Material for this task: Begin

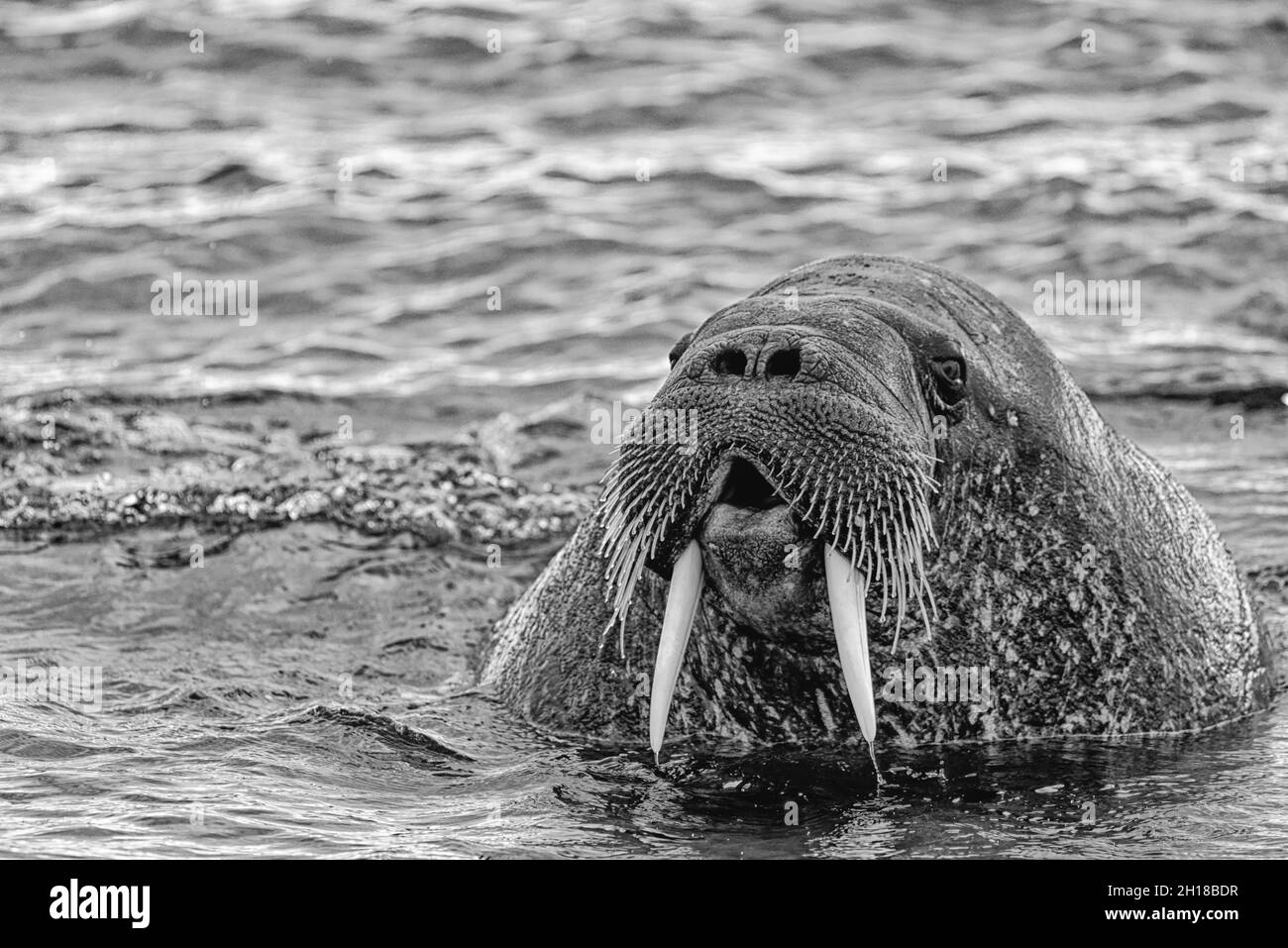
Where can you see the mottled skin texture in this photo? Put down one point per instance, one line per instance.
(1069, 565)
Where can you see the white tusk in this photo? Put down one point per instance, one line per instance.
(845, 592)
(682, 603)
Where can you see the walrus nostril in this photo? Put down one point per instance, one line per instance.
(784, 364)
(729, 363)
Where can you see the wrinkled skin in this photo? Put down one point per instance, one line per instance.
(1089, 583)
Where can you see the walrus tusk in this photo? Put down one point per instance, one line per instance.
(682, 603)
(845, 592)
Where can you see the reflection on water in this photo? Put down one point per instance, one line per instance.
(608, 178)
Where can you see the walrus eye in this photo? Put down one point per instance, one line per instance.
(949, 377)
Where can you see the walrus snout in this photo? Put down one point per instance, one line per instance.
(756, 554)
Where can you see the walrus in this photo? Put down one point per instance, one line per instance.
(888, 474)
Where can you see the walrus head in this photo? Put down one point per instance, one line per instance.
(861, 443)
(789, 462)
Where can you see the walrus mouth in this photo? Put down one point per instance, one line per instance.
(863, 500)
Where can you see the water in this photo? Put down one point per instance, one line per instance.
(307, 689)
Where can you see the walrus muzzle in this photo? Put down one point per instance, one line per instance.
(800, 459)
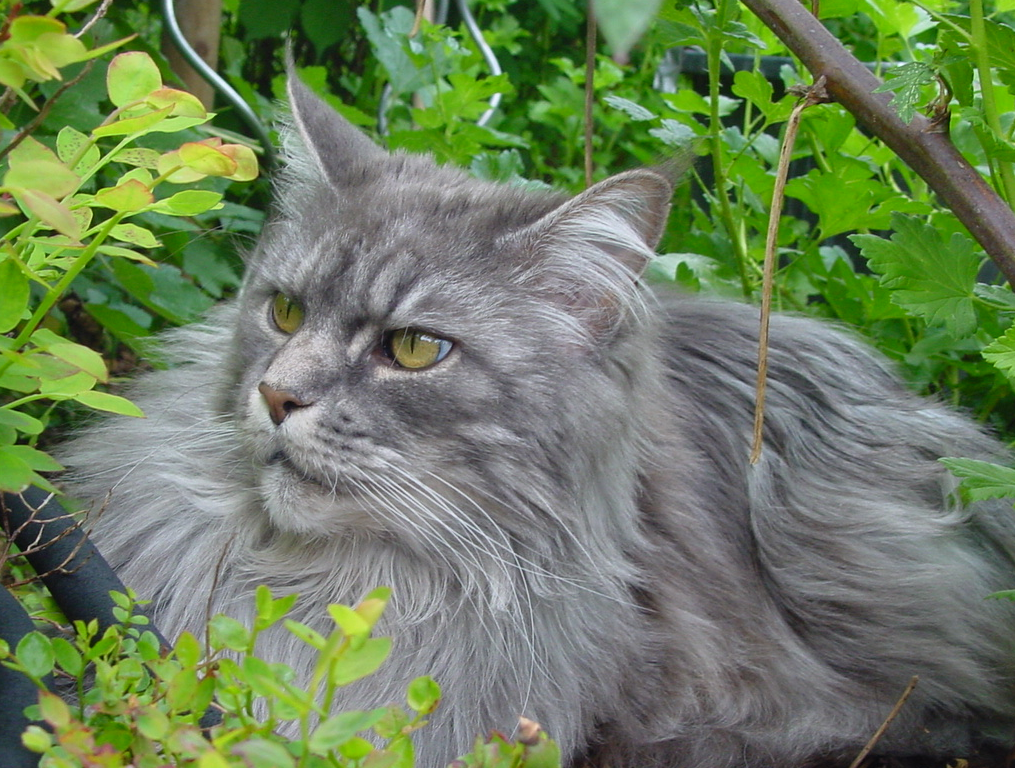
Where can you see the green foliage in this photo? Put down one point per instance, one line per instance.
(82, 200)
(146, 702)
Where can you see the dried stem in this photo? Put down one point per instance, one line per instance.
(814, 94)
(887, 721)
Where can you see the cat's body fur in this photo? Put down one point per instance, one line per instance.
(563, 507)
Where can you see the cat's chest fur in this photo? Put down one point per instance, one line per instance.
(461, 392)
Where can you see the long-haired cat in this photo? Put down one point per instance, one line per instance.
(461, 391)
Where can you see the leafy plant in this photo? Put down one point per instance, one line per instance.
(64, 220)
(145, 705)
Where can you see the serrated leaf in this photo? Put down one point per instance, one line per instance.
(104, 401)
(1001, 352)
(906, 82)
(983, 480)
(928, 276)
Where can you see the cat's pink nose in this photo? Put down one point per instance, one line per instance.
(280, 404)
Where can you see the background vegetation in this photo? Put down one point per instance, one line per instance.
(115, 229)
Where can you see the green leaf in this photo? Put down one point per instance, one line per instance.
(189, 203)
(104, 401)
(633, 111)
(139, 125)
(228, 633)
(132, 76)
(20, 421)
(355, 665)
(135, 234)
(67, 656)
(907, 82)
(72, 143)
(623, 21)
(35, 653)
(50, 211)
(54, 709)
(341, 727)
(1001, 352)
(983, 480)
(78, 355)
(928, 276)
(129, 197)
(14, 296)
(37, 461)
(423, 695)
(260, 753)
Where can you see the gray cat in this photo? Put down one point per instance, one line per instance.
(460, 390)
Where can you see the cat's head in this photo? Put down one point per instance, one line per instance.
(416, 344)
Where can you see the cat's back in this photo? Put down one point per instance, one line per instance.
(866, 568)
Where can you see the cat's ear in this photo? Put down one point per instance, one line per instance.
(322, 142)
(589, 253)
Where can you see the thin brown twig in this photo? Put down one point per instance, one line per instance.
(924, 148)
(872, 742)
(590, 90)
(45, 110)
(815, 94)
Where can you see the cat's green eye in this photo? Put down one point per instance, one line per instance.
(286, 313)
(415, 349)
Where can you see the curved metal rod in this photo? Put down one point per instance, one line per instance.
(488, 57)
(217, 82)
(441, 17)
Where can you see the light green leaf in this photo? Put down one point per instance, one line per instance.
(423, 695)
(341, 727)
(928, 276)
(135, 234)
(22, 422)
(189, 203)
(14, 290)
(37, 460)
(983, 480)
(139, 125)
(357, 664)
(35, 652)
(131, 77)
(104, 401)
(129, 197)
(1001, 352)
(623, 21)
(50, 211)
(633, 111)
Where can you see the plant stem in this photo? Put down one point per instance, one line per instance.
(714, 58)
(980, 52)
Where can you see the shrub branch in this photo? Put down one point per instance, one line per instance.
(921, 144)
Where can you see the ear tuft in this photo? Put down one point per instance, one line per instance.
(321, 143)
(588, 254)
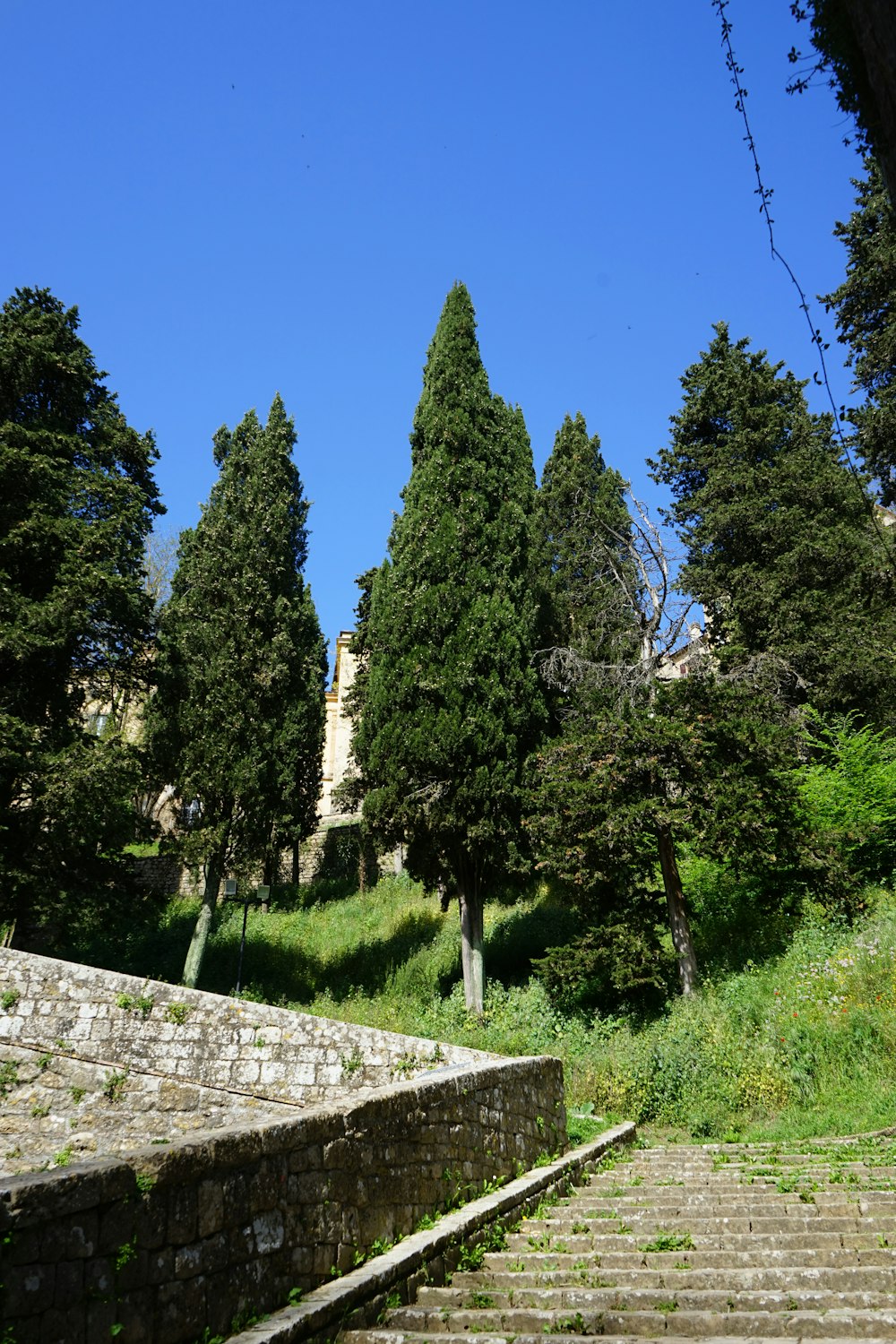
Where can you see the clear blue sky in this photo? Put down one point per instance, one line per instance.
(276, 196)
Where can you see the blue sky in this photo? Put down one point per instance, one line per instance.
(246, 199)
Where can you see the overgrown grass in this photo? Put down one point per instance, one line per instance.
(797, 1040)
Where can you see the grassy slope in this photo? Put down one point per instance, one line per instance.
(799, 1043)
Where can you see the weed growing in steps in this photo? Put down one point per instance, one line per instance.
(664, 1241)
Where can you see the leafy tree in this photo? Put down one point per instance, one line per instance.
(780, 548)
(237, 722)
(583, 527)
(848, 789)
(702, 761)
(866, 306)
(77, 503)
(452, 703)
(856, 45)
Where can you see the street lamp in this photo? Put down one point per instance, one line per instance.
(263, 895)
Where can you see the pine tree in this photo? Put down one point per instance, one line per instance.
(237, 723)
(77, 503)
(452, 703)
(702, 762)
(866, 306)
(780, 546)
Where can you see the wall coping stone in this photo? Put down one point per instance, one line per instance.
(324, 1309)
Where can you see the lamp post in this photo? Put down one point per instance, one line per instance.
(263, 895)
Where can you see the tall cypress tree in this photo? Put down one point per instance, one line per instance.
(77, 503)
(583, 530)
(237, 722)
(452, 704)
(780, 543)
(866, 306)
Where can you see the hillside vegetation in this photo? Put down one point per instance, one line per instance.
(797, 1042)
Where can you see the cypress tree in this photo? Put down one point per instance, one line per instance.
(866, 308)
(780, 546)
(237, 722)
(452, 703)
(583, 531)
(77, 503)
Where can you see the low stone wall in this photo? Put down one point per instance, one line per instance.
(99, 1062)
(177, 1239)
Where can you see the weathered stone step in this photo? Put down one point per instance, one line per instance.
(587, 1319)
(775, 1255)
(648, 1242)
(389, 1336)
(650, 1228)
(563, 1298)
(849, 1279)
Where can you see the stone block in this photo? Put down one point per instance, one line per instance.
(117, 1225)
(183, 1207)
(69, 1285)
(62, 1327)
(180, 1311)
(210, 1207)
(29, 1289)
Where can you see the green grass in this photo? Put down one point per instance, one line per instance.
(791, 1037)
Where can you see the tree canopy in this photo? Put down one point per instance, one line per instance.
(583, 529)
(866, 309)
(780, 545)
(77, 503)
(237, 722)
(452, 703)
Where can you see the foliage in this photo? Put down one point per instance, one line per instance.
(855, 50)
(346, 857)
(780, 540)
(452, 704)
(237, 722)
(707, 1066)
(708, 762)
(583, 529)
(77, 502)
(849, 793)
(866, 308)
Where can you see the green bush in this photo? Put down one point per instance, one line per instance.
(849, 795)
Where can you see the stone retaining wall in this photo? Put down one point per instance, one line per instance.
(67, 1010)
(180, 1238)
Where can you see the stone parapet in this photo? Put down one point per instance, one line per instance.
(175, 1239)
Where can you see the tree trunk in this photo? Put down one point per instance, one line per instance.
(678, 925)
(471, 949)
(214, 873)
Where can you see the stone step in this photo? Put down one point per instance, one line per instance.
(756, 1244)
(560, 1298)
(390, 1336)
(845, 1279)
(590, 1319)
(775, 1255)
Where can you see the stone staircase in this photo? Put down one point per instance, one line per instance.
(685, 1242)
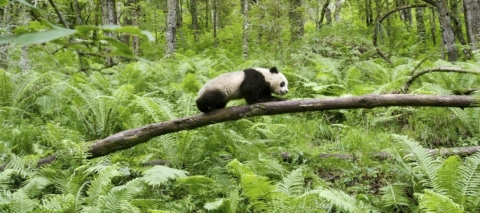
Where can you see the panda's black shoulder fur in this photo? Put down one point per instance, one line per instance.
(255, 89)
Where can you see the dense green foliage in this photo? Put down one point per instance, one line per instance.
(237, 166)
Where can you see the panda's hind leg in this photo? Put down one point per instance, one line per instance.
(211, 101)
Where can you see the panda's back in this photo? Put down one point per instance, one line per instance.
(227, 83)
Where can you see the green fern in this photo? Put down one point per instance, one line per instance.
(452, 178)
(293, 183)
(424, 166)
(395, 196)
(339, 199)
(119, 197)
(57, 203)
(437, 203)
(158, 175)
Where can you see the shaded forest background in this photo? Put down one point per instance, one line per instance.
(73, 72)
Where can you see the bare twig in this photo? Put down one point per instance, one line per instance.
(132, 137)
(409, 82)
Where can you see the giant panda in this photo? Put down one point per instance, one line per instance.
(255, 85)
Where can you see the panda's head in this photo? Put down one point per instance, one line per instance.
(276, 80)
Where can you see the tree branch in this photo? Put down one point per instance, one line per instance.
(409, 82)
(379, 21)
(132, 137)
(129, 138)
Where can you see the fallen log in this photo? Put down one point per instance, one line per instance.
(132, 137)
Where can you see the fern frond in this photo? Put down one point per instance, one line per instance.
(292, 184)
(101, 183)
(339, 199)
(57, 203)
(19, 165)
(158, 109)
(17, 201)
(158, 175)
(259, 191)
(470, 173)
(433, 202)
(448, 179)
(119, 197)
(425, 164)
(214, 205)
(35, 184)
(394, 195)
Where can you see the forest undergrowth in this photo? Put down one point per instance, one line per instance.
(262, 164)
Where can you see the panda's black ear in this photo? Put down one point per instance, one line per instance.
(273, 70)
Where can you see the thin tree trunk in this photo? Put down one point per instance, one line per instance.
(207, 17)
(406, 14)
(78, 12)
(457, 27)
(215, 21)
(338, 9)
(246, 24)
(193, 12)
(448, 35)
(472, 21)
(135, 40)
(109, 17)
(433, 28)
(322, 14)
(180, 23)
(171, 34)
(368, 12)
(296, 20)
(421, 31)
(4, 50)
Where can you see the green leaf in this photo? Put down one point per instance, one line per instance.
(133, 30)
(213, 205)
(37, 38)
(158, 175)
(26, 3)
(121, 48)
(431, 201)
(3, 3)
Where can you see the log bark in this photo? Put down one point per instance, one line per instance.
(409, 82)
(132, 137)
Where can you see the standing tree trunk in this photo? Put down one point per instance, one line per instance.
(322, 14)
(171, 34)
(296, 20)
(215, 21)
(193, 12)
(131, 18)
(180, 23)
(338, 9)
(448, 35)
(206, 14)
(4, 50)
(406, 15)
(421, 31)
(472, 21)
(368, 13)
(109, 17)
(78, 12)
(433, 29)
(457, 25)
(246, 24)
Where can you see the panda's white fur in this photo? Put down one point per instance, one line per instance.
(253, 84)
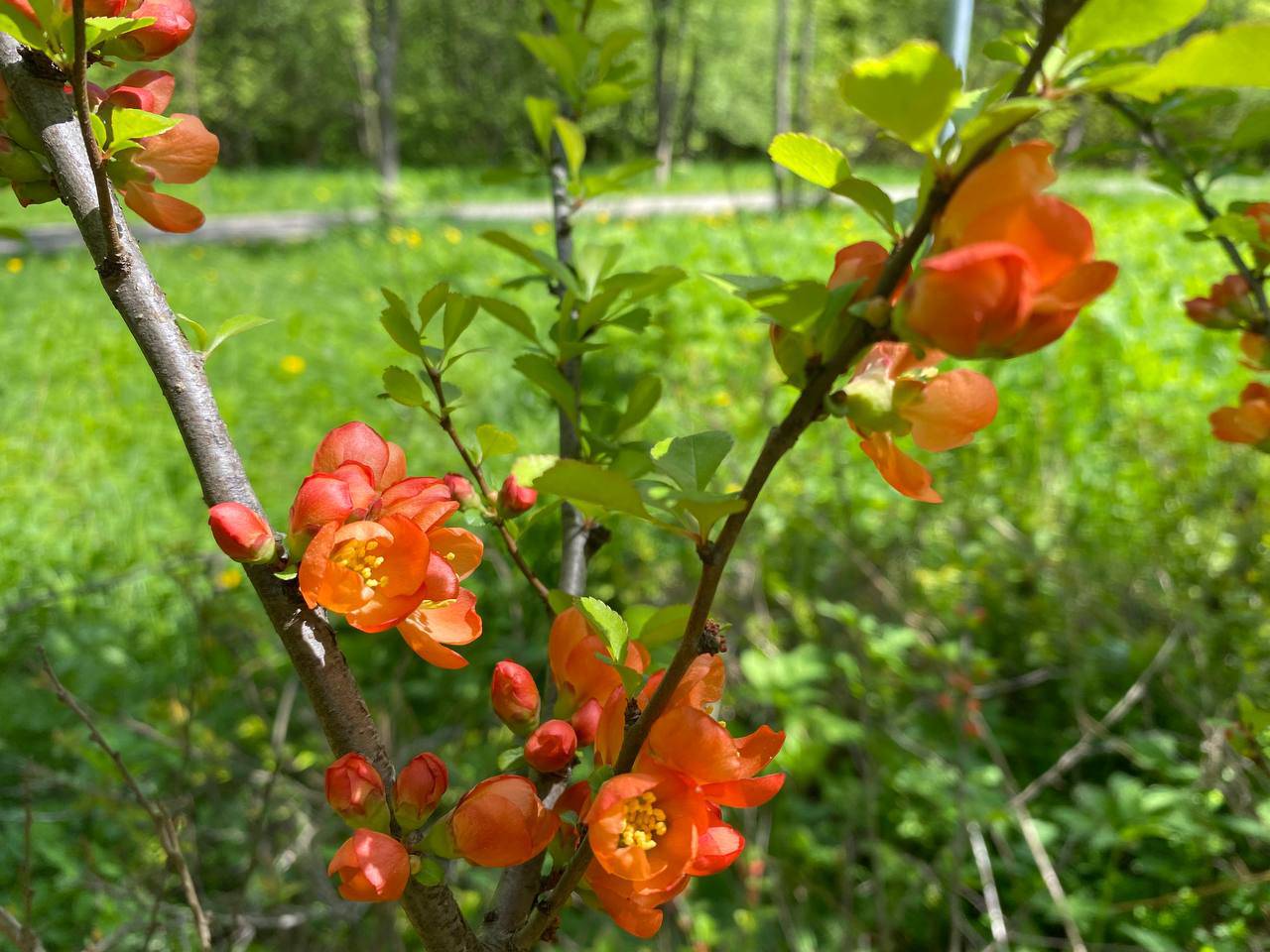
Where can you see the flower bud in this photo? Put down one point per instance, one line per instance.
(356, 792)
(515, 697)
(420, 787)
(241, 534)
(585, 722)
(461, 490)
(515, 499)
(372, 867)
(552, 747)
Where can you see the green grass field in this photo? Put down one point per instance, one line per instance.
(1092, 517)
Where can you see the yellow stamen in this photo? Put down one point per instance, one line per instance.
(642, 820)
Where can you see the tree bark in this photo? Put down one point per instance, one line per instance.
(308, 639)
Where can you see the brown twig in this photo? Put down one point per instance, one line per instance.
(1169, 154)
(168, 837)
(807, 409)
(486, 493)
(116, 259)
(308, 638)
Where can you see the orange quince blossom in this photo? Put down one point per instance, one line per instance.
(578, 673)
(1011, 267)
(499, 823)
(894, 394)
(372, 867)
(1246, 422)
(382, 553)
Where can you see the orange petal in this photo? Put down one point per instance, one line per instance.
(905, 474)
(952, 409)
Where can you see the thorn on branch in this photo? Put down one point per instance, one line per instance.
(712, 640)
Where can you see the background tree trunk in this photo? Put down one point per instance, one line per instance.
(781, 93)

Material for this task: End

## The problem
Output exactly the lines of the data that run from the one containing "Where can you see the orange petal" to the very last line, and no others.

## Answer to this task
Where can you see the orange petal in this photo? Put down one point per instance, one line per instance.
(905, 474)
(952, 409)
Where can you see the thorn on branch in this photo? Put down one point per instance, one line per instance.
(712, 640)
Where can you see the background tree trunk in this photo? Put down one point per instance, one line per instance.
(781, 93)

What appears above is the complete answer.